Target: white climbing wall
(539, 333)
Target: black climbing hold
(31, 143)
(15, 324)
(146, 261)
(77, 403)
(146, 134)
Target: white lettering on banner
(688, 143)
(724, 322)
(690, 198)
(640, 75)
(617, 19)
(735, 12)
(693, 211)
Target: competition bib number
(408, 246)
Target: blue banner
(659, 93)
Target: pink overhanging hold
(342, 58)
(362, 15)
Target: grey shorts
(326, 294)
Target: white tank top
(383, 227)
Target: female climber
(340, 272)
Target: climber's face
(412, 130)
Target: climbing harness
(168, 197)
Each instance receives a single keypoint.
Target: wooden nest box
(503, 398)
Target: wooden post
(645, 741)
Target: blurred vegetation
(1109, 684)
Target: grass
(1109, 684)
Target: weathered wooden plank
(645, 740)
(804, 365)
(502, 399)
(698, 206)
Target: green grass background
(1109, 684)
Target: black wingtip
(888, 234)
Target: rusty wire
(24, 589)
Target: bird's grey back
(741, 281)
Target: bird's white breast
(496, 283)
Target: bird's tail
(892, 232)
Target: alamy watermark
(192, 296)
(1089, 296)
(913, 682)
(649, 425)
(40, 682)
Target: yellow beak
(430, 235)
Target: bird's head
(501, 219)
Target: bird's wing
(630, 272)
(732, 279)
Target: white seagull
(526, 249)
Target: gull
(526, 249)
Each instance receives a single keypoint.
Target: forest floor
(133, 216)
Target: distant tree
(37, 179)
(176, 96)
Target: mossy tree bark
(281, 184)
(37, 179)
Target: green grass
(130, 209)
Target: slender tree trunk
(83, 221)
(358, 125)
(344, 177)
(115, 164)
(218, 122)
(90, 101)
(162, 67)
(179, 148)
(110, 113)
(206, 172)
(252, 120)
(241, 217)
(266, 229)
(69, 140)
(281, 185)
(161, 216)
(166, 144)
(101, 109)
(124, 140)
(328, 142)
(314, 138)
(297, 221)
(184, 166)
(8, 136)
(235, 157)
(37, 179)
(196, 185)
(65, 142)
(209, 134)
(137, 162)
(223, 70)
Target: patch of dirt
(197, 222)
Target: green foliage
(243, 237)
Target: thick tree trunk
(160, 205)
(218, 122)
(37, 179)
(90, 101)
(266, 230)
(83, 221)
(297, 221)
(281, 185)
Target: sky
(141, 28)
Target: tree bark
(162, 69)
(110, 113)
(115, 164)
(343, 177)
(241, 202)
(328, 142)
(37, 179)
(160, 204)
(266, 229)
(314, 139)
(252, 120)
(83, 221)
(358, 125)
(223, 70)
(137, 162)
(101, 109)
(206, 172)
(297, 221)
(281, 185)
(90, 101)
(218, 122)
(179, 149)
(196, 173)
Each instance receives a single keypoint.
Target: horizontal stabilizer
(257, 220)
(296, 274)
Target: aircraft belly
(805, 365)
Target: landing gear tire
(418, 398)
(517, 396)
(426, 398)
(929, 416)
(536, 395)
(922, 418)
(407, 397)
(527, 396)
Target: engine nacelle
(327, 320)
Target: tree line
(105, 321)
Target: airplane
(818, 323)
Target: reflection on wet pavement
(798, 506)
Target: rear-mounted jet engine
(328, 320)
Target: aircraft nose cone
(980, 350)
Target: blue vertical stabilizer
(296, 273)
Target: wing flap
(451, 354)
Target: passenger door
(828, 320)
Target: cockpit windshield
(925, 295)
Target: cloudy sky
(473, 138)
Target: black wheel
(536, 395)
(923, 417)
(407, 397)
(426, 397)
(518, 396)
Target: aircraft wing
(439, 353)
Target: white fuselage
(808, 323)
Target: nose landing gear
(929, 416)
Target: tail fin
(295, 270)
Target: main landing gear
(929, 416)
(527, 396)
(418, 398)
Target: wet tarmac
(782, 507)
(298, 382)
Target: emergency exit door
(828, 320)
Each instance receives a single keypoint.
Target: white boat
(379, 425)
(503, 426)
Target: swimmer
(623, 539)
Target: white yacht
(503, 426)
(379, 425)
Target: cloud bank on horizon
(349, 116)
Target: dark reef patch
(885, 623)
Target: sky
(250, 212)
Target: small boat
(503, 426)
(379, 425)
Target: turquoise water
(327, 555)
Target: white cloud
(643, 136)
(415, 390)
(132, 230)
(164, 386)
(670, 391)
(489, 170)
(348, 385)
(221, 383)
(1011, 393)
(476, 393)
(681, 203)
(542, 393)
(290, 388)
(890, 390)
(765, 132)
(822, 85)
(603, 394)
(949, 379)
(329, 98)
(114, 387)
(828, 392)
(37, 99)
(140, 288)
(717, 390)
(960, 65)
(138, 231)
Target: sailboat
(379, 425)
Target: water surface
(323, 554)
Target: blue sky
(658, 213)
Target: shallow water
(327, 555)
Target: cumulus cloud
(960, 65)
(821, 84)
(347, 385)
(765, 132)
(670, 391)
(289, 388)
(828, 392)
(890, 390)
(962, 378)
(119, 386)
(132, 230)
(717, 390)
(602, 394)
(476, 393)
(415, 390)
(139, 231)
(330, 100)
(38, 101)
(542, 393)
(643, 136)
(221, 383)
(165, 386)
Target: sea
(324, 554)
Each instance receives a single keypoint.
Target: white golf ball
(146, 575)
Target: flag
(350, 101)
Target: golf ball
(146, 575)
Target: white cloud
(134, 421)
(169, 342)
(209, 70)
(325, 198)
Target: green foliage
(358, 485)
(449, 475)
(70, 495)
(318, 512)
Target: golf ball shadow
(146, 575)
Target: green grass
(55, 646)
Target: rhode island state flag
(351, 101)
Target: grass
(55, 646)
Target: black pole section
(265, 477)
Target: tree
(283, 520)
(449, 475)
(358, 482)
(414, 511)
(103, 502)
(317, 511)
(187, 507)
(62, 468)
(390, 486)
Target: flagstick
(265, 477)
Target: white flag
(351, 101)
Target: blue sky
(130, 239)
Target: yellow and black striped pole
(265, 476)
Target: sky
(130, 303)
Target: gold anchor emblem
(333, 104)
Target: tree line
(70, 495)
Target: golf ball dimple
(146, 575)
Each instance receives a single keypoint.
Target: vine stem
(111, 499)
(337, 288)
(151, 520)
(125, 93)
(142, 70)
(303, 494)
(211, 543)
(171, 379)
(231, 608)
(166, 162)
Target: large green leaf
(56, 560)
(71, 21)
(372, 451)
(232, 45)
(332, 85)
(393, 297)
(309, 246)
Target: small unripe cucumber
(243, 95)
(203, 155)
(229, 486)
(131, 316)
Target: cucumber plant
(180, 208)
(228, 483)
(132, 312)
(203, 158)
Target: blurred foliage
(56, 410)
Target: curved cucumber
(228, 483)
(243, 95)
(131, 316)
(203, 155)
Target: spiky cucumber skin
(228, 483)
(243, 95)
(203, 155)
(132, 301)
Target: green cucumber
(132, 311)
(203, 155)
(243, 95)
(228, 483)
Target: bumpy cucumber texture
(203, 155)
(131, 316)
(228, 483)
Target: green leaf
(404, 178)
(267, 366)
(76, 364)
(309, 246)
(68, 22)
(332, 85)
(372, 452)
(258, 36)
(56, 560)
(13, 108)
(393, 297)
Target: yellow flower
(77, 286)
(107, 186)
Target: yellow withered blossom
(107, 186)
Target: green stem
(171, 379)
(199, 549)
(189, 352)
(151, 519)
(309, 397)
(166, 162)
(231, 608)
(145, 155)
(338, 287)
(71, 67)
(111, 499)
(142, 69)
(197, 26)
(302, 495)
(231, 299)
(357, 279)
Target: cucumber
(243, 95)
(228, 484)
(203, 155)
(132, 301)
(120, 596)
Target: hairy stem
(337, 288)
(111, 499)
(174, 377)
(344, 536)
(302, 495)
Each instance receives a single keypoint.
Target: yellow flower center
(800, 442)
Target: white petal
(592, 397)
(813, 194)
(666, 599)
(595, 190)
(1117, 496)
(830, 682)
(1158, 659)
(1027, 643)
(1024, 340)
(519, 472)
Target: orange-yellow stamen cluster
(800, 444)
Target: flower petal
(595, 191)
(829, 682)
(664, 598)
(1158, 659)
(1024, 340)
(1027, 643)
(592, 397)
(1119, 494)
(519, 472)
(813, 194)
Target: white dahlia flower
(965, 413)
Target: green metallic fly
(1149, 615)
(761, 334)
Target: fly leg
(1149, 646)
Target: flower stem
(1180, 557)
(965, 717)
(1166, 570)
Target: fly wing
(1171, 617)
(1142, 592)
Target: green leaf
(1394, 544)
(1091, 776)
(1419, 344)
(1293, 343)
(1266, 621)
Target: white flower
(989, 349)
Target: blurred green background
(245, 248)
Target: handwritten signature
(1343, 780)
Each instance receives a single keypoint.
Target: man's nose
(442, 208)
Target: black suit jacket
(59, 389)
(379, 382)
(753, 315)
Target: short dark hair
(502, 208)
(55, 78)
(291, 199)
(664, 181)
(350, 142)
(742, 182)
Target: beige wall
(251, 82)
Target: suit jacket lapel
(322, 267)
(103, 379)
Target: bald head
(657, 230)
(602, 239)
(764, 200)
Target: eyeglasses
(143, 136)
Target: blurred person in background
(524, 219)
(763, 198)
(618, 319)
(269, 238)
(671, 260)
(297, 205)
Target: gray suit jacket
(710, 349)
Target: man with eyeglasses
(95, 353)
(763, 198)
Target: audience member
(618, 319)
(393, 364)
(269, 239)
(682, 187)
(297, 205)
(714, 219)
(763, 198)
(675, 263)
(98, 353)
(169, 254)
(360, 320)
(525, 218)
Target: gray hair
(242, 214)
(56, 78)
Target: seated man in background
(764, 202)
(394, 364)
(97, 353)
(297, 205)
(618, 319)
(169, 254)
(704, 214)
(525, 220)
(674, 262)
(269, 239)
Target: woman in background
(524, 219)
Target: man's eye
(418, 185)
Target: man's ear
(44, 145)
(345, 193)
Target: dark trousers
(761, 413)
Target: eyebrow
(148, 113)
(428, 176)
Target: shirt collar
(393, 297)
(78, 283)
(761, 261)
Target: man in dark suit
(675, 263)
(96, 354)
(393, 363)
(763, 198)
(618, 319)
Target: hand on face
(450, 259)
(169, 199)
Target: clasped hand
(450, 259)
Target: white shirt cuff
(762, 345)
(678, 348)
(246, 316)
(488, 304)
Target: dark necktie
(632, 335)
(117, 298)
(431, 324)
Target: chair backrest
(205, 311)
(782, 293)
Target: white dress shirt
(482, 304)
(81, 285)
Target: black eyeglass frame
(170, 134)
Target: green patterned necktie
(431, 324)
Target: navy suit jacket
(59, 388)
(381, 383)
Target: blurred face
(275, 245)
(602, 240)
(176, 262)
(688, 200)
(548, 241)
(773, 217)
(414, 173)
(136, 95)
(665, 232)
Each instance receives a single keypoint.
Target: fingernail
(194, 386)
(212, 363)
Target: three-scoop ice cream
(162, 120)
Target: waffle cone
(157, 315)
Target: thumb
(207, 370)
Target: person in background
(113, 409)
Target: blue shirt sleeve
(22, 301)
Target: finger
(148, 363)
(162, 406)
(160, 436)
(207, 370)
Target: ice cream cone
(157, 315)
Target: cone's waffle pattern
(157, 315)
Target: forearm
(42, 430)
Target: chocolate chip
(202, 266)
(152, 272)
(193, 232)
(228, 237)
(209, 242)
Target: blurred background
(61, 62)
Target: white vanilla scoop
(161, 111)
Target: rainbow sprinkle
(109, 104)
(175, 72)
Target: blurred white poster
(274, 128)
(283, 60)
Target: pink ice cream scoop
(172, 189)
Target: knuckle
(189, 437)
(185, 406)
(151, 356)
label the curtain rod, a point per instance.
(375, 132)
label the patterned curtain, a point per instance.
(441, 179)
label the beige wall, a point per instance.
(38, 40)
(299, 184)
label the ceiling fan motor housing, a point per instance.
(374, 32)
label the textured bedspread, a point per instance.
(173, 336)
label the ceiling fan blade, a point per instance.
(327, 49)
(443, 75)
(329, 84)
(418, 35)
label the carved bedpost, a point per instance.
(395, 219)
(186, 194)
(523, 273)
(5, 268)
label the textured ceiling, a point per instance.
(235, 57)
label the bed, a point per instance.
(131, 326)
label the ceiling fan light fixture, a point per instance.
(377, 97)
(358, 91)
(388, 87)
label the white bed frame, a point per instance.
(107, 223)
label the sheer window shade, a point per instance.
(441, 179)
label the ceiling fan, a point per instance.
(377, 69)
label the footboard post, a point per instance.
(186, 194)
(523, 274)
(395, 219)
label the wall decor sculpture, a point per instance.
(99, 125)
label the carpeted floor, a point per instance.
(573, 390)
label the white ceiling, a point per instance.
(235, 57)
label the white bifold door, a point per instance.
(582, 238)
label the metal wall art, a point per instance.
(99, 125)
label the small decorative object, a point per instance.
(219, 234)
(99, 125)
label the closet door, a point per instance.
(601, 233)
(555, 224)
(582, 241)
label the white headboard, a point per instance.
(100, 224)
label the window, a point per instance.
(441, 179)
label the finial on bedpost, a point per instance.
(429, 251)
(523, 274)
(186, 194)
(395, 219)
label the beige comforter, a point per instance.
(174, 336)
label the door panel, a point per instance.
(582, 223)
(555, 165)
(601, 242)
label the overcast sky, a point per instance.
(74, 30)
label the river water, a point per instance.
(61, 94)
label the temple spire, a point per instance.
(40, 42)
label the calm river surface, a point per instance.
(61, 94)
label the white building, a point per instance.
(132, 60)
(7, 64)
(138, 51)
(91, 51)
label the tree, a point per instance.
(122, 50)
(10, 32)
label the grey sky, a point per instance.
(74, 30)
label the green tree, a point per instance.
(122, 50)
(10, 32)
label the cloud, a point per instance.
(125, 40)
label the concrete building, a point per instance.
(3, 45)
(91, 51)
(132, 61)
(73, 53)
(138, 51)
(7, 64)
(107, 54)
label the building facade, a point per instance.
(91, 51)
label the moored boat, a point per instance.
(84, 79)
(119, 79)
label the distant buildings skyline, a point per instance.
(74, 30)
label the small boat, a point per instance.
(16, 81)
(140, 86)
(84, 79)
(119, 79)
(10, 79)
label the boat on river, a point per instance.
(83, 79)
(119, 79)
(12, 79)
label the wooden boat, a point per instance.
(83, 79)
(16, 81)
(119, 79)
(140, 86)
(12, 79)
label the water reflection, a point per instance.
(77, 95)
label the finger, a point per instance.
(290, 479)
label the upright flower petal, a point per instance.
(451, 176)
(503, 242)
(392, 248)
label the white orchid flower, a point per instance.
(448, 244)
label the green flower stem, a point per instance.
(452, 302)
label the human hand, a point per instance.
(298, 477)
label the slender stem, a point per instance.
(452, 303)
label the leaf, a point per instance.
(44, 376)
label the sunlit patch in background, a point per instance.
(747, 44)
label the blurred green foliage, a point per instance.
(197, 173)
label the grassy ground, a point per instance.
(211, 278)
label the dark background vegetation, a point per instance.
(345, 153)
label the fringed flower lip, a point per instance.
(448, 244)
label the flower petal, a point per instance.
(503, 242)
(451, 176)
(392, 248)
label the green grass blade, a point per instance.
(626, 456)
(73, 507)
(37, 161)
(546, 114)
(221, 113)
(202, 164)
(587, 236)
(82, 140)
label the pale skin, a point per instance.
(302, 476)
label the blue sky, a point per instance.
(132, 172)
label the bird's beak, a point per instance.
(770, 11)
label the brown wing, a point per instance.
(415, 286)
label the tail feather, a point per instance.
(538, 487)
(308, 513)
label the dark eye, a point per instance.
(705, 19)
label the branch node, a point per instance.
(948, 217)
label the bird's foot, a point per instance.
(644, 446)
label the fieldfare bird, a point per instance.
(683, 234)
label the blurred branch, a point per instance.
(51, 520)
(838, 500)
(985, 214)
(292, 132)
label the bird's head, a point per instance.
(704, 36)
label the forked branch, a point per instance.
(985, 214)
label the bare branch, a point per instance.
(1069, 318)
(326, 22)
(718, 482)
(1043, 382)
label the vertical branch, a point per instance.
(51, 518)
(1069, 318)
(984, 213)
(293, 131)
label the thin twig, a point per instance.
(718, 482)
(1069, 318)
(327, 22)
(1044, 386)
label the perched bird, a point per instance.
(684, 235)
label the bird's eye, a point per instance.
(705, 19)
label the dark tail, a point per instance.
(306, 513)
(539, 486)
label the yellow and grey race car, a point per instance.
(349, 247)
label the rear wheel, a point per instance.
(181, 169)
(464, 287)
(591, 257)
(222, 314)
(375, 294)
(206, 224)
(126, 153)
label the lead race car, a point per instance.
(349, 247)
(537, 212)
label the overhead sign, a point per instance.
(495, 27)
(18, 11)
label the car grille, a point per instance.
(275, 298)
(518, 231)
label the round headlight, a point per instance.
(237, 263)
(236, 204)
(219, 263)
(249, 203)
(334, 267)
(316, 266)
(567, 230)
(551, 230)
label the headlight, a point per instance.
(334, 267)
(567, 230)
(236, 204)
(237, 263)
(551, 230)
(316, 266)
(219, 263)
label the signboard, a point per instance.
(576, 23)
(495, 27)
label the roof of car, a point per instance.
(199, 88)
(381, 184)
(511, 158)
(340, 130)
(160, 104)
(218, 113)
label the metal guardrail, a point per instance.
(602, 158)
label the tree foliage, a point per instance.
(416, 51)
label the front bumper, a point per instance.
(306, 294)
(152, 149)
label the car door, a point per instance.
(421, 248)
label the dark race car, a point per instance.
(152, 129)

- [Instructions for the task]: Copy the data again, starting with the line containing "label the perched bird, a point per instance." and going on through the end of the data, keeping every line in order. Multiply each coordinate in the points by 2.3 and round it to a whole number, rounding halves up.

- [Task response]:
label the perched bird, a point per instance.
(1573, 541)
label the bird's eye, a point per instance.
(1622, 44)
label the dark tail, a point per instance.
(704, 1180)
(1240, 1118)
label the yellow and grey race car, a point per instance.
(803, 568)
label the rear wheel, a point per instance.
(416, 389)
(1067, 660)
(1359, 591)
(511, 722)
(863, 676)
(474, 515)
(290, 352)
label the lead race car, a point per instance.
(803, 568)
(1235, 488)
label the overhead sign, a point per instance.
(1139, 62)
(41, 25)
label the car grille, a point per instance.
(633, 685)
(1191, 531)
label the round headlight, a point per instance.
(545, 605)
(543, 469)
(504, 605)
(573, 467)
(768, 614)
(727, 612)
(1304, 529)
(1267, 529)
label the headlight, a point per instance.
(768, 614)
(1304, 529)
(543, 469)
(545, 605)
(1267, 529)
(727, 612)
(504, 605)
label the signboard, a point per instance.
(1325, 53)
(1139, 62)
label the roof of car, a point per instance.
(458, 202)
(876, 423)
(1175, 363)
(782, 299)
(368, 239)
(501, 260)
label the metal guardrail, a point per instance.
(1385, 363)
label the tree foliage, a point per instance.
(957, 117)
label the front bumper, a point per instance.
(704, 676)
(350, 343)
label the car door, a point per instance.
(968, 570)
label the dark race car, a point per instance.
(350, 297)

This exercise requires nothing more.